All lines from the one that mentions "snow on trunk" through the last of the entries below must be copied exactly, with both ends kept.

....................

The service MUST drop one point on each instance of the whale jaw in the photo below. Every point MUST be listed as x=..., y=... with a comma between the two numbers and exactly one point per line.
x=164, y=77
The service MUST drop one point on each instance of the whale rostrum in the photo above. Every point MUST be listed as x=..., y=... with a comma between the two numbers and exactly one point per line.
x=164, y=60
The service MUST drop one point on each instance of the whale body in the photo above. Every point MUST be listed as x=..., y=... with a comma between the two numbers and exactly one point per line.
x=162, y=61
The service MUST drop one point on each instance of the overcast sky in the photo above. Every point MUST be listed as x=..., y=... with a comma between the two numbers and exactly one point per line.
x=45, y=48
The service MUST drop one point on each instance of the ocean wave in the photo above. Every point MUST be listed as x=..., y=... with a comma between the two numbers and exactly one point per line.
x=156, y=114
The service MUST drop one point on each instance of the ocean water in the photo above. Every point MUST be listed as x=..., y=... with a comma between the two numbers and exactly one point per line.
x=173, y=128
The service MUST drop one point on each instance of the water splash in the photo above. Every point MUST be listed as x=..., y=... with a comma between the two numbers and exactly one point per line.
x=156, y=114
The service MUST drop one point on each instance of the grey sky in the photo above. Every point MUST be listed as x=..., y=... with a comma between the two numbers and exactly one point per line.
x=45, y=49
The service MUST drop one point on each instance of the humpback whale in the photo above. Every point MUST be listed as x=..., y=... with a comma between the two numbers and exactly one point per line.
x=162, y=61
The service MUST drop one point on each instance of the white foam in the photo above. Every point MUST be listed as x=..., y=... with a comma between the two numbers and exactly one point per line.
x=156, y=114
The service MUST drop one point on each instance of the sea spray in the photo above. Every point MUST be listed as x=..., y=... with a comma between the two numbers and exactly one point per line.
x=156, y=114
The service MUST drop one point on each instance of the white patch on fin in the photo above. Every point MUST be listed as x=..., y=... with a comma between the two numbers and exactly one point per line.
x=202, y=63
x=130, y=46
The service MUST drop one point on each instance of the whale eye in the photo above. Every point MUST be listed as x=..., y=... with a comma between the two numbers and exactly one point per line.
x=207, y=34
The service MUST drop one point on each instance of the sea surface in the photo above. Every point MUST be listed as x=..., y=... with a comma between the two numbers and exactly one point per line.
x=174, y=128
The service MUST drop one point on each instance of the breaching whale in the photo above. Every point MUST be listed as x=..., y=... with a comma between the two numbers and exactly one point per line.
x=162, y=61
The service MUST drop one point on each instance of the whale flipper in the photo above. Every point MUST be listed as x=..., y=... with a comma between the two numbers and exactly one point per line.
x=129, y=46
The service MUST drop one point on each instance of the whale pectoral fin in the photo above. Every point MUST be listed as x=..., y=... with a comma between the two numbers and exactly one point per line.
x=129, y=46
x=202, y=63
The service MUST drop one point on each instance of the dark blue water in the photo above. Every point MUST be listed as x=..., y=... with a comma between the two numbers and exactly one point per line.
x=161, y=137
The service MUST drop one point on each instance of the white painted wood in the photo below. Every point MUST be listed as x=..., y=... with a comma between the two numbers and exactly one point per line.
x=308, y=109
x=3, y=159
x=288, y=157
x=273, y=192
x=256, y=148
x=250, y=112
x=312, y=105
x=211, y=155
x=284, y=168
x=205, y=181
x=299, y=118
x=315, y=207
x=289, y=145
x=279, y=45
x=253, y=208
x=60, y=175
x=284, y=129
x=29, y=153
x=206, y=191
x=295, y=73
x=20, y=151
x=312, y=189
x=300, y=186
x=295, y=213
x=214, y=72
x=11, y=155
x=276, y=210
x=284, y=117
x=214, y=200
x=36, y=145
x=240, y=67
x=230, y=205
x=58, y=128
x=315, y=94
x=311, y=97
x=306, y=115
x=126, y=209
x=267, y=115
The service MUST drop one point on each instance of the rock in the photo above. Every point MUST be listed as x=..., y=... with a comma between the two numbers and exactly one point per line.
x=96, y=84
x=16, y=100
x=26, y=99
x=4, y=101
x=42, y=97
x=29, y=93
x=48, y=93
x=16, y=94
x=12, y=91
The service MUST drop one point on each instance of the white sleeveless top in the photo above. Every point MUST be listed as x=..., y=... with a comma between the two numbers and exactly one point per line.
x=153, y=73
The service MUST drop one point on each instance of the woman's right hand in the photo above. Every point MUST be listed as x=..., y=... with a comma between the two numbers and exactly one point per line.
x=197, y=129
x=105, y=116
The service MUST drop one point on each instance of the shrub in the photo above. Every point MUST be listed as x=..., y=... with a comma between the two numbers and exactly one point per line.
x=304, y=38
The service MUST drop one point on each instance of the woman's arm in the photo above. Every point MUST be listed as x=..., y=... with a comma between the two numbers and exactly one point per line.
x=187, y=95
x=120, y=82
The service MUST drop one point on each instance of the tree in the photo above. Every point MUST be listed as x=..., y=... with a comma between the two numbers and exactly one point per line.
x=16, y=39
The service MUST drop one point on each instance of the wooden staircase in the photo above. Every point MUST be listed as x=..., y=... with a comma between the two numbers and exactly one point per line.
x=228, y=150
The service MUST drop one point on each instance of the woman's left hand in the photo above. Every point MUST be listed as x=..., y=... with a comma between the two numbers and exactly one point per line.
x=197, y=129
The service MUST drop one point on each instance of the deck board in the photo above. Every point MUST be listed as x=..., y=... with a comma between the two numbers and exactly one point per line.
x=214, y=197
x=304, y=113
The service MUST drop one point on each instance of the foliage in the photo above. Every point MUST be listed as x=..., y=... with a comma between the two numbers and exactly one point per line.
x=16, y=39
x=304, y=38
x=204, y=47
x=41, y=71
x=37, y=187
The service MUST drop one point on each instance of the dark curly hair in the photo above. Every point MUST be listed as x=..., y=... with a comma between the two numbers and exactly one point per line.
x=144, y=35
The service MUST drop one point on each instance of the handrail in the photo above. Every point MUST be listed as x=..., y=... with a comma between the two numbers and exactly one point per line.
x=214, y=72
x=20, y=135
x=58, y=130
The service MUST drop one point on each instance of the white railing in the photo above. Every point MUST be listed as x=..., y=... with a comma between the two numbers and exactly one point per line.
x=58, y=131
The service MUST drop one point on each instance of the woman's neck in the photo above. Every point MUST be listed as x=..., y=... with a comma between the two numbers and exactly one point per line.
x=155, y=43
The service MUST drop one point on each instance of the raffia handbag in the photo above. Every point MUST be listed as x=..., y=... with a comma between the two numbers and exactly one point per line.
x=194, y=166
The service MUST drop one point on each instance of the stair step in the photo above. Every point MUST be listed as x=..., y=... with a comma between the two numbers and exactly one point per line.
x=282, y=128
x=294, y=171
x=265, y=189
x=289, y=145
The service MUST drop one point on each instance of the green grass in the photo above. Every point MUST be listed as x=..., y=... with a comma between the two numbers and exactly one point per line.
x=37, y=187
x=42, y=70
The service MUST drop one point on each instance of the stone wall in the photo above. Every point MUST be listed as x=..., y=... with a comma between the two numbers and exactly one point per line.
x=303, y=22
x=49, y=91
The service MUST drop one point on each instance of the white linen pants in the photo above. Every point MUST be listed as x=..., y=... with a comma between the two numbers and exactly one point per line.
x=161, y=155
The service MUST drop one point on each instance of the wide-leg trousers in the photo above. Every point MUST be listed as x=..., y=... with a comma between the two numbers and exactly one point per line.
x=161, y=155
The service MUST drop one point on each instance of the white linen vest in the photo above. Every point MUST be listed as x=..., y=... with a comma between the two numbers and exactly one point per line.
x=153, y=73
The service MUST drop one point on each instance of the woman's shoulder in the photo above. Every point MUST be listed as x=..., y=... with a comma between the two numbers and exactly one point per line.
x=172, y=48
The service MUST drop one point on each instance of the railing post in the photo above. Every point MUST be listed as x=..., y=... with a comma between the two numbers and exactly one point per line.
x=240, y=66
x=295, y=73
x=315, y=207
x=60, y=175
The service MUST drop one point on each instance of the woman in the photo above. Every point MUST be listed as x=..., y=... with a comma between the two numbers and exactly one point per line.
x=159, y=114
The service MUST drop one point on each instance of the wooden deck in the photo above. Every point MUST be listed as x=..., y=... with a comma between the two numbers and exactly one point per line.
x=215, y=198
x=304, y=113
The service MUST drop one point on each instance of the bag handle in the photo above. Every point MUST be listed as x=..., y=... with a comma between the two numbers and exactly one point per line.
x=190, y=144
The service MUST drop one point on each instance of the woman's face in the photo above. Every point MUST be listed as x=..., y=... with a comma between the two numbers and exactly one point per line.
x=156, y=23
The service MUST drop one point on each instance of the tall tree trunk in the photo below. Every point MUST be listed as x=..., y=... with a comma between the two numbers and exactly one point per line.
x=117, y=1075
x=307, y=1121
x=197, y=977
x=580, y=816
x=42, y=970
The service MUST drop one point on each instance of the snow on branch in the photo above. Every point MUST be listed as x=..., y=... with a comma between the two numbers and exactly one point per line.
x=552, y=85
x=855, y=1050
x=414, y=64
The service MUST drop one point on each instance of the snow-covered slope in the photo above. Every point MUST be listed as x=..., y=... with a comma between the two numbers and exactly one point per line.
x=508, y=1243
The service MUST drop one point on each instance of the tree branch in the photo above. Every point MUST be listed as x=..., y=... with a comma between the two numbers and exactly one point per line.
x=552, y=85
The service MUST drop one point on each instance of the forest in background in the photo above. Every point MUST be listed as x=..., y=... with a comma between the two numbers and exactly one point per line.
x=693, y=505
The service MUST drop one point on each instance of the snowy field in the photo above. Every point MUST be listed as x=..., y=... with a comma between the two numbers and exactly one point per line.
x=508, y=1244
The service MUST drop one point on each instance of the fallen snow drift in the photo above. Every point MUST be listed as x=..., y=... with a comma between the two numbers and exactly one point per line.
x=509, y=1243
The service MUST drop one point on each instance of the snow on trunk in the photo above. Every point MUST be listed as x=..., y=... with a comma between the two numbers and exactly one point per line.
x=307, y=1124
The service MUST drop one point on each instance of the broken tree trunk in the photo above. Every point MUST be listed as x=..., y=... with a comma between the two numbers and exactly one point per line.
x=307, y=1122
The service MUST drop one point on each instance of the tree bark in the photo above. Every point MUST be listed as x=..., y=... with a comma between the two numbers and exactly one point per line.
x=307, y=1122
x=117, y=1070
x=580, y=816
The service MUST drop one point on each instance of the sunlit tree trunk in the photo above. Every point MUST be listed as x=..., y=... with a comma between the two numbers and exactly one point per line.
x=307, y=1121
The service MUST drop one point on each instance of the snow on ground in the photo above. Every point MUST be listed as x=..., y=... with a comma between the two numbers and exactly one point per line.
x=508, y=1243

....................

> [ANSWER SECTION]
The service MUST drop one point on each instance of the snow on trunk in the photo above. Every point MUST be listed as x=..., y=... with a comma between the two numbers and exactly one point per line.
x=307, y=1124
The service MUST drop one point on each instance of the broken tree trunk in the photo above. Every point MUST be listed as x=..., y=... with a comma between the two numbers and exactly one point per line.
x=307, y=1122
The service MUST drop one point on each instance of the tree bark in the photo above. Every point MUST be listed as x=..., y=... with a comma between the two numbers and exactly one point per line.
x=307, y=1122
x=117, y=1070
x=580, y=816
The service MUST drop one point on each instance of the sunlit tree trunk in the photo above. Every point MUST be listed as x=..., y=... with a comma between the two numbers and exactly one point per line.
x=307, y=1121
The service MUST drop one point on each instance of the snow on ground in the photo above. Every point MUST be listed as x=..., y=... with a comma between the two numbers and exactly one point per line.
x=508, y=1243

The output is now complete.